[start Listed entries]
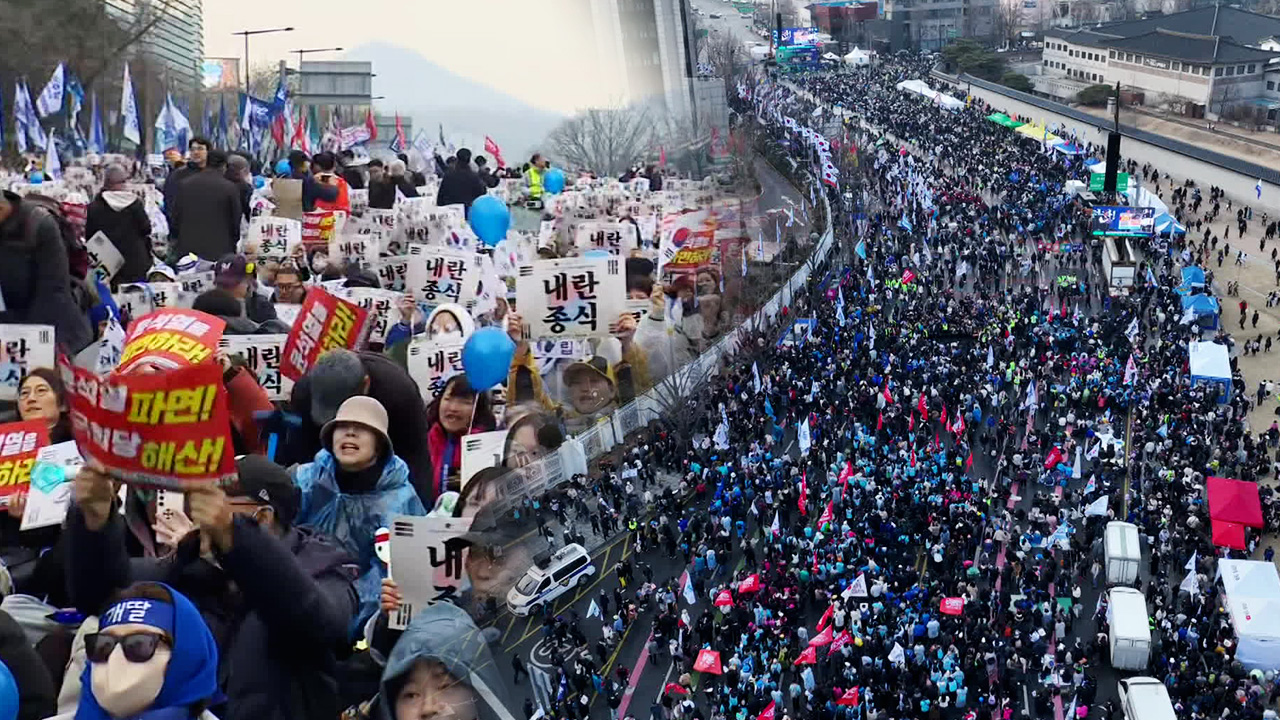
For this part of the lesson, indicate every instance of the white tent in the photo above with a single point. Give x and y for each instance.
(1253, 598)
(858, 58)
(1211, 363)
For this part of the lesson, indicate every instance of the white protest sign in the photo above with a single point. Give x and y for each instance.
(275, 237)
(104, 258)
(433, 363)
(438, 274)
(382, 308)
(571, 297)
(261, 354)
(23, 347)
(428, 563)
(480, 451)
(48, 505)
(598, 235)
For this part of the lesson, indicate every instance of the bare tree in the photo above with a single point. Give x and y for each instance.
(607, 141)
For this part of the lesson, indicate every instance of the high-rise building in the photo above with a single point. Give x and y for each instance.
(177, 37)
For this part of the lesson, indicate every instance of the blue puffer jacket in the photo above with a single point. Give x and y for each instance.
(351, 520)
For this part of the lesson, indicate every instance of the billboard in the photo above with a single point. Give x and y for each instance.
(219, 74)
(795, 36)
(1128, 222)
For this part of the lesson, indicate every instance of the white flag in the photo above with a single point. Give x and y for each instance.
(51, 98)
(859, 587)
(129, 110)
(53, 165)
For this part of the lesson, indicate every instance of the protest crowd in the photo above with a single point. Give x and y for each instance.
(289, 446)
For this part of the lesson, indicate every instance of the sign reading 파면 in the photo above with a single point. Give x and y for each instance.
(23, 347)
(103, 256)
(263, 354)
(275, 237)
(432, 363)
(170, 340)
(19, 442)
(161, 429)
(438, 274)
(324, 323)
(571, 297)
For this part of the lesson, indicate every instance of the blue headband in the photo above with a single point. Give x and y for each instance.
(142, 611)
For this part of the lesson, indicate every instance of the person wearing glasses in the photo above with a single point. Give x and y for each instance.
(278, 598)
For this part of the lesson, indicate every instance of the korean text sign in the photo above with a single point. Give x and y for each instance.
(571, 297)
(165, 429)
(172, 338)
(19, 443)
(324, 323)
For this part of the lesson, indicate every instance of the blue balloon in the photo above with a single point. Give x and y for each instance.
(553, 181)
(8, 695)
(487, 358)
(490, 219)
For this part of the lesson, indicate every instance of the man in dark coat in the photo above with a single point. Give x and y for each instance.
(122, 217)
(461, 185)
(205, 218)
(35, 276)
(339, 374)
(197, 154)
(278, 600)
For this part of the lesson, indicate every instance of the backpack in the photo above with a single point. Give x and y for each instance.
(77, 255)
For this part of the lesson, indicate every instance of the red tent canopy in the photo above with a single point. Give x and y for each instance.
(1228, 534)
(708, 661)
(1234, 501)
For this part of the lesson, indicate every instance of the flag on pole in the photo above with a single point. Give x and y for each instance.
(132, 126)
(51, 98)
(492, 147)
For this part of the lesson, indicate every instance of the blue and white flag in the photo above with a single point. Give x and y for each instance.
(51, 98)
(132, 124)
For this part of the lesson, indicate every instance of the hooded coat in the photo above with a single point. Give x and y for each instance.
(446, 633)
(122, 217)
(352, 519)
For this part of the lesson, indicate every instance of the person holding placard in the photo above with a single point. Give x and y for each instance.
(122, 217)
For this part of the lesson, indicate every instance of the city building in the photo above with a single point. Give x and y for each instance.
(177, 39)
(1205, 63)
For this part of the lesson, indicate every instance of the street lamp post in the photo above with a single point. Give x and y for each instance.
(246, 33)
[end Listed entries]
*Problem to work on*. Rewrite the records above, from their start through the line that contains "(1128, 222)", inclusive, with every "lesson" replaced by "exercise" and everything else unchanged. Leave the pictures out.

*Solution to this problem*.
For this part of the exercise, indicate every instance of the white tent in the photo above with a single point. Give x and y for each instance.
(1253, 598)
(858, 58)
(1211, 363)
For this part of the exercise, indicate every instance of the white protest sign in the photo above with a single point. Give x and y for each instance.
(275, 237)
(104, 258)
(433, 363)
(438, 274)
(382, 308)
(571, 297)
(261, 354)
(23, 347)
(428, 563)
(480, 451)
(48, 505)
(598, 235)
For this part of the exercise, indicate every instance of the bare tree in the photo above with a single point. Give x and y for each instance.
(607, 141)
For this part of the exercise, indicate every instance of the high-rise building in the photo above with a single point. Give x and y for each instance.
(177, 37)
For this part of the exercise, indicate every instance of the blue puffer jacket in the photo above with a single point. Give x and y for each instance.
(351, 520)
For this part of the exercise, indicate every instance of the billboard in the photo above with a single point. Give x and y for each instance.
(219, 74)
(795, 36)
(1128, 222)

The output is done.